Now, after months of hearing such complaints from residents, Horry County leaders say they’re willing to curb the rapid development along the road, at least until the county and state governments can catch up on needed infrastructure, including raising and widening parts of Highway 90.
That was the biggest takeaway from Thursday night’s community meeting focused on growth and development along SC-90 at the Tilly Swamp Baptist Church, which more than 300 residents attended. After hearing residents speak for more than two hours, both County Council member Johnny Vaught and Council Member Danny Hardee, who both represent part of the corridor, said they’re willing to consider pausing development along the road.
“(Let’s put) a moratorium on rezoning from Highway 22 to Conway until we can say, ‘Here is the money, this is what we’re doing,’” Hardee said after the meeting. “Something’s got be doing, we can’t just keep saying ‘Well, we’re going to try to slow things down.’”
Even some state lawmakers are on board with those plans.
“We do need to work with the county, we need to reign in development,” said SC Rep. Tim McGinnis (R-Myrtle Beach), adding that state lawmakers like himself need to help Horry County secure funding for the infrastructure needs along Highway 90.

══════════════════════════════

■ What to produce:
In the Highway 90 development article, where was Thursday night's community meeting held?

■ Given material:
══════════════════════════════

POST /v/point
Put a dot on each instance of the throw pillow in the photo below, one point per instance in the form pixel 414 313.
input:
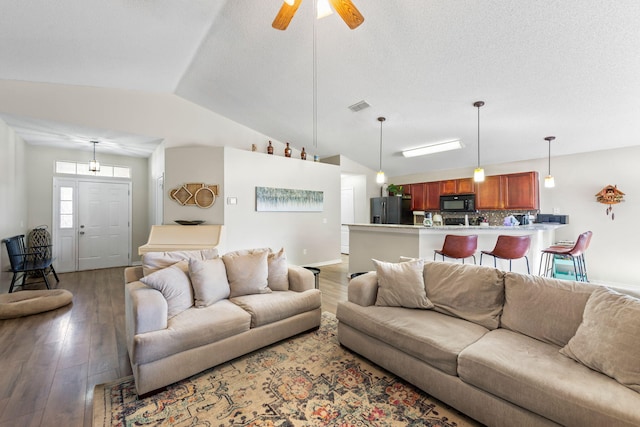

══════════════════════════════

■ Finished task:
At the Tilly Swamp Baptist Church.